-- start GIVEN RECORDS --

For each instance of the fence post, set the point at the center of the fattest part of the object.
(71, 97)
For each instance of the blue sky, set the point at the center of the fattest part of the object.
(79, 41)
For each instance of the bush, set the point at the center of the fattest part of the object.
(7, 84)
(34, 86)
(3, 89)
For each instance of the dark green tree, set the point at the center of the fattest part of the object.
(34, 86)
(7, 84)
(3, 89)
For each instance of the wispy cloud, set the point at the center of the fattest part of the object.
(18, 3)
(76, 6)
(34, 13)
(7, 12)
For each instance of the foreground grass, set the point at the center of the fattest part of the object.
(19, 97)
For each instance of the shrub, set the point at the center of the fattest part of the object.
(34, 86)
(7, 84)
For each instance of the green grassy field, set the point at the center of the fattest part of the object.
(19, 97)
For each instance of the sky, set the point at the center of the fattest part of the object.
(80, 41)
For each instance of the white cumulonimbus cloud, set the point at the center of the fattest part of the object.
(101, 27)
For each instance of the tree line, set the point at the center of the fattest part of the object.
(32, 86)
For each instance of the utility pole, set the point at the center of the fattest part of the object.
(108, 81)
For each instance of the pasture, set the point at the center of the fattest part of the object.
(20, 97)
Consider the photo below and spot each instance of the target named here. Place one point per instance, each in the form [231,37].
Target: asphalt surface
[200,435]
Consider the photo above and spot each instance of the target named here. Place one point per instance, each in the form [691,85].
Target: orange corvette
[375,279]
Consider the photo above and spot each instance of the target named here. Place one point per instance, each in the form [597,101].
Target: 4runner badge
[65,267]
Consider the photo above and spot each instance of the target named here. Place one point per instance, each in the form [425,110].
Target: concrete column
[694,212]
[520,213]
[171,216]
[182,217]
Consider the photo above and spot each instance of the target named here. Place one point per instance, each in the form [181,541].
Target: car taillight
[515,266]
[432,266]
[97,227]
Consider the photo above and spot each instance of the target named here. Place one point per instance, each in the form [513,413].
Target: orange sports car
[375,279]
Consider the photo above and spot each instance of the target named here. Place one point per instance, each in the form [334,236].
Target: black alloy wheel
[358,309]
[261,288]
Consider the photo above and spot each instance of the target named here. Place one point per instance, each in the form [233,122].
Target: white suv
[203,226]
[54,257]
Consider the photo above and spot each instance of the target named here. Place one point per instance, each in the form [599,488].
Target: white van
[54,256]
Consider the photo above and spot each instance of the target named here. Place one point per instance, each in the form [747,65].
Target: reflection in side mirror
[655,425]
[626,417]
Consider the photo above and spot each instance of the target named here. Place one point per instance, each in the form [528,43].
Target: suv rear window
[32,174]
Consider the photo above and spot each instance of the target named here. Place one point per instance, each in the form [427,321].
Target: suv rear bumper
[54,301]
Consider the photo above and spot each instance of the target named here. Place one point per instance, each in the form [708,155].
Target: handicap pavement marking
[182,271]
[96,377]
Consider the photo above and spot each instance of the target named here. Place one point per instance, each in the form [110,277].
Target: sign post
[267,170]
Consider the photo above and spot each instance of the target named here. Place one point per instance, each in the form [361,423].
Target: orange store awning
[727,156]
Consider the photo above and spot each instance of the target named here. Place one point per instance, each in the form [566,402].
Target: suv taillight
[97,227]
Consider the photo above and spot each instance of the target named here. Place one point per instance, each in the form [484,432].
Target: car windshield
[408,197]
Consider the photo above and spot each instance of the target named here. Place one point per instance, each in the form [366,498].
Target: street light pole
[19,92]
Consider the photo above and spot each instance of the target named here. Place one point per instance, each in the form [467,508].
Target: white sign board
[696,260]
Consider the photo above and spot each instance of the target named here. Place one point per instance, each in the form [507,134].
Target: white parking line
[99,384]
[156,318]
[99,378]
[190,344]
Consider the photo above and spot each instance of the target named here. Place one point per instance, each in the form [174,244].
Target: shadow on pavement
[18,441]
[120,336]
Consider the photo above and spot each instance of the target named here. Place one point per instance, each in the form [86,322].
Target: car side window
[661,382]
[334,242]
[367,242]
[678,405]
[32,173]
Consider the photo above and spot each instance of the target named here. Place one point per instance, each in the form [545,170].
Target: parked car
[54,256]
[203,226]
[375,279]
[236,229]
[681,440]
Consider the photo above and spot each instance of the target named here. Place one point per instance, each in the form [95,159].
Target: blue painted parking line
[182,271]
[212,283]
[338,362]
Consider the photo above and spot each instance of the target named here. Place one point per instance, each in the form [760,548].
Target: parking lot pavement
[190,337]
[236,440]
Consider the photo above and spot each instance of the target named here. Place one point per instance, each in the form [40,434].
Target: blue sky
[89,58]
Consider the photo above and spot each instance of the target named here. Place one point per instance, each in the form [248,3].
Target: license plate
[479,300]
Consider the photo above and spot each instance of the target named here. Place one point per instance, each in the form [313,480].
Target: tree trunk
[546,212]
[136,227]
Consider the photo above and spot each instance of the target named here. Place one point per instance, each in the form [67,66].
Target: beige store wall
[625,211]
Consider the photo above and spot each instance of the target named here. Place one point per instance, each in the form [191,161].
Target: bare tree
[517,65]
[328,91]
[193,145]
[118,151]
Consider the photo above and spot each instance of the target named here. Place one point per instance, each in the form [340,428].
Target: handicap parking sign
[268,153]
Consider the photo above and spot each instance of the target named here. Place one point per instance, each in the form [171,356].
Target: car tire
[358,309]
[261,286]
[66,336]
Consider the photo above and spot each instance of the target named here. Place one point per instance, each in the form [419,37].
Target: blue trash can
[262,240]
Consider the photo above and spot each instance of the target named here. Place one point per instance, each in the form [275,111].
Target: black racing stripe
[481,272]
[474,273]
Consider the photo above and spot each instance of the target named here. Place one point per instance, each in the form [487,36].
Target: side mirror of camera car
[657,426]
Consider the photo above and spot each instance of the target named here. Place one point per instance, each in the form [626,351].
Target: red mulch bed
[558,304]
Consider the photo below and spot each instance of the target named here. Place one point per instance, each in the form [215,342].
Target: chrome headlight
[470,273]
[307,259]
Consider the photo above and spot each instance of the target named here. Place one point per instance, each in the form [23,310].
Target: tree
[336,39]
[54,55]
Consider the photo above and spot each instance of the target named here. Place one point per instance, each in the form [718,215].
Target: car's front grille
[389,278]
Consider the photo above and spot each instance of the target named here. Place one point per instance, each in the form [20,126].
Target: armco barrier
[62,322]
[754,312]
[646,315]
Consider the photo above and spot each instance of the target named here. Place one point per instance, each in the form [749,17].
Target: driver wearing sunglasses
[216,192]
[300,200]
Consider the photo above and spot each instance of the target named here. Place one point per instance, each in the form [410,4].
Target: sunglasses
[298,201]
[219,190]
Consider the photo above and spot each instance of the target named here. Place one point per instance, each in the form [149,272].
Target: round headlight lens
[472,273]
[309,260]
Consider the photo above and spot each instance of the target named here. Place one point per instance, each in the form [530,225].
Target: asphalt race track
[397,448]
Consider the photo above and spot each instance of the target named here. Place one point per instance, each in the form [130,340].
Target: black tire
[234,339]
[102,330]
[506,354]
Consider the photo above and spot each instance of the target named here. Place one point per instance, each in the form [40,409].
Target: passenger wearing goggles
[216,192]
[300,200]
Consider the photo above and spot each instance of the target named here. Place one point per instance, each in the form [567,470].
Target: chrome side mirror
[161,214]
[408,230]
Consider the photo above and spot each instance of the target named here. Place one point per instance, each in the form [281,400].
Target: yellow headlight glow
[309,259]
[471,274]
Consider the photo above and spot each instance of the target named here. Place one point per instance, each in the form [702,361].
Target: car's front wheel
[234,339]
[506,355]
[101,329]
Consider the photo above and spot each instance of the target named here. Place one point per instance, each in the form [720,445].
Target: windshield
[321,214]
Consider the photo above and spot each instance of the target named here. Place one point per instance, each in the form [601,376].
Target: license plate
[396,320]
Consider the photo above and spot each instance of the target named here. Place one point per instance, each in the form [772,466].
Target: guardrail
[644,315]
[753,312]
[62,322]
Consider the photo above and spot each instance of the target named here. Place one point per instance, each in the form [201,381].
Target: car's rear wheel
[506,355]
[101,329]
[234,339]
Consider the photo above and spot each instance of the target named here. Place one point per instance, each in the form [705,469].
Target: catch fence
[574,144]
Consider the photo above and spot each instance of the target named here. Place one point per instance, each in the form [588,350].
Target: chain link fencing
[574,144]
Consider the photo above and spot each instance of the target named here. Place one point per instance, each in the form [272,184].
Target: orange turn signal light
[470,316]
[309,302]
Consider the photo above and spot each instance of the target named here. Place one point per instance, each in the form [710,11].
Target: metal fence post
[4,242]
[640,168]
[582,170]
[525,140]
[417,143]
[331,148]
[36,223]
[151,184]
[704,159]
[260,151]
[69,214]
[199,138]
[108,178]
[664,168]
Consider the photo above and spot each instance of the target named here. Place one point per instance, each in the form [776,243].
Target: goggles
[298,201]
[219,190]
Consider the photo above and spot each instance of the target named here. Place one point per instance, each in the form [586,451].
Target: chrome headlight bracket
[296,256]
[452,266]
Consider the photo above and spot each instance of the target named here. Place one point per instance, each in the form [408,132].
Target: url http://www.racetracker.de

-- end GIVEN RECORDS --

- STATED GOAL -
Return, word for word, every line from the line with "the form [710,11]." to the final line of the data.

- FINAL RESULT -
Consider the photo above and spot each instance of the target named here. Place one point per instance, each in the form [710,11].
Target: metal fence post
[4,242]
[640,168]
[582,170]
[525,140]
[417,143]
[331,148]
[36,223]
[151,184]
[704,159]
[260,151]
[69,214]
[199,138]
[108,178]
[664,168]
Consider the photo above and spot each instance of the target named here. Place one point per instance, each in the form [776,243].
Target: goggles
[298,201]
[219,190]
Consider the photo above and spot each instance of the target named here. Place one point per instance, each in the form [586,451].
Target: chrome headlight bracket
[296,256]
[452,266]
Consider the photo above and spot each instance of the target named here. Place one point per instance, each in the form [408,132].
Target: url http://www.racetracker.de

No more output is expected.